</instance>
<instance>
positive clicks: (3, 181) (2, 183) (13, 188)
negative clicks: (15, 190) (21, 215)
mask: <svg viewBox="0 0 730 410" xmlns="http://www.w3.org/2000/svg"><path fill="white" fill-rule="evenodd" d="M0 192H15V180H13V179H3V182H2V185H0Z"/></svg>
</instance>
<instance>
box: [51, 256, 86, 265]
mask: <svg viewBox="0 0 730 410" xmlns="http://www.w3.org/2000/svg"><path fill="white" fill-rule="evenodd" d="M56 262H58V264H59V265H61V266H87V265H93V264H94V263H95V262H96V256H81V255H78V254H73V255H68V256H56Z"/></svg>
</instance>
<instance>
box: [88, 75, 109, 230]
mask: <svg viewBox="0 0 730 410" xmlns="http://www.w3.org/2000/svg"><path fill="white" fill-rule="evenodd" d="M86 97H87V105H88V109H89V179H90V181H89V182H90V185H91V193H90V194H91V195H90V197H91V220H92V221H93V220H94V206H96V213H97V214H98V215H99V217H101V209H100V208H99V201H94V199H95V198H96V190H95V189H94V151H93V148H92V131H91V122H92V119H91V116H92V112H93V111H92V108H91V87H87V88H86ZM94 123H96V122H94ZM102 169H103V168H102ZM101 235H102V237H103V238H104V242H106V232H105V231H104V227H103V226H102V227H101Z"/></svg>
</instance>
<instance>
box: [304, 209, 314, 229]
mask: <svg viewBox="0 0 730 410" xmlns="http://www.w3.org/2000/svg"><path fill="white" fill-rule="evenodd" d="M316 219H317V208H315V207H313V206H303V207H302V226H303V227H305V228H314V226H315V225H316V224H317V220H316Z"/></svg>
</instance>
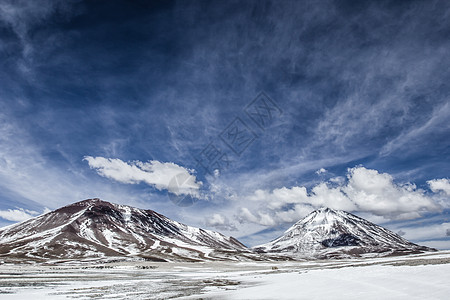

• • • •

Find every line above that contains the word "clicks", matching case, and copy each of those lines.

positive clicks: (3, 181) (2, 183) (13, 188)
negative clicks: (15, 190) (21, 215)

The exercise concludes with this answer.